> [KUTIPAN TEKS]
Darah biru ke-NU-annya adalah potensi amat besar—secara kultural – untuk
“ngereh” siapa saja di kalangan Nahdliyyin. Nahdliyyin yang berhati putih
dan kental dan sehat hir-tin, masih cukup jumlahnya untuk menangani garapan
NU pascakhiththah.
Tapi yang kemudian terjadi adalah
sistem rekrutmen yang didasarkan atas kedekatan. Wallahu
a’lam. Yang demikian itu juga tidak dapat disalahgunakan benar,
karena bagaimana pun yang bernama manusia itu terminal ketidaksempurnaan.

> [INSTRUKSI ANDA] Tolong keluarkan salinan persis dari kutipan tentang NU di atas, mulai dari "Tapi yang kemudian" dan terus sampai "itu terminal ketidaksempurnaan.".

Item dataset
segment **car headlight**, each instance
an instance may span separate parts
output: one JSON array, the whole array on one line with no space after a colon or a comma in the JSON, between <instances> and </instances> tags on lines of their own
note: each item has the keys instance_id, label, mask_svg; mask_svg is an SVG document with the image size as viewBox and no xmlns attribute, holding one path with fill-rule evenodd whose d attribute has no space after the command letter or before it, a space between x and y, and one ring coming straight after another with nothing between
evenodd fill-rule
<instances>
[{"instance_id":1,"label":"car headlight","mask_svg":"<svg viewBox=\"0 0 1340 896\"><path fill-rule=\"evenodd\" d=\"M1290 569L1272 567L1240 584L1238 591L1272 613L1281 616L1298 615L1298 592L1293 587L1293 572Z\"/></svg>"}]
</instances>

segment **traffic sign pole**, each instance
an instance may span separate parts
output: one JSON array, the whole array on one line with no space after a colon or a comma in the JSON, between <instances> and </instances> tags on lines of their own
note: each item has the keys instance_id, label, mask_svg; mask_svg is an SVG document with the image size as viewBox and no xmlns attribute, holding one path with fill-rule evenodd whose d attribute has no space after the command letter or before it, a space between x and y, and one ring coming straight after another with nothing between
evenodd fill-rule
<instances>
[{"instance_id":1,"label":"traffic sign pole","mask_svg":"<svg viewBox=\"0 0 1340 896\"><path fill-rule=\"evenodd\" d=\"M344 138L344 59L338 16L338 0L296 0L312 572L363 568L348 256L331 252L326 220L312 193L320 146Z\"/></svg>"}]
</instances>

> [JAWABAN LATIHAN]
Tapi yang kemudian terjadi adalah
sistem rekrutmen yang didasarkan atas kedekatan. Wallahu
a’lam. Yang demikian itu juga tidak dapat disalahgunakan benar,
karena bagaimana pun yang bernama manusia itu terminal ketidaksempurnaan.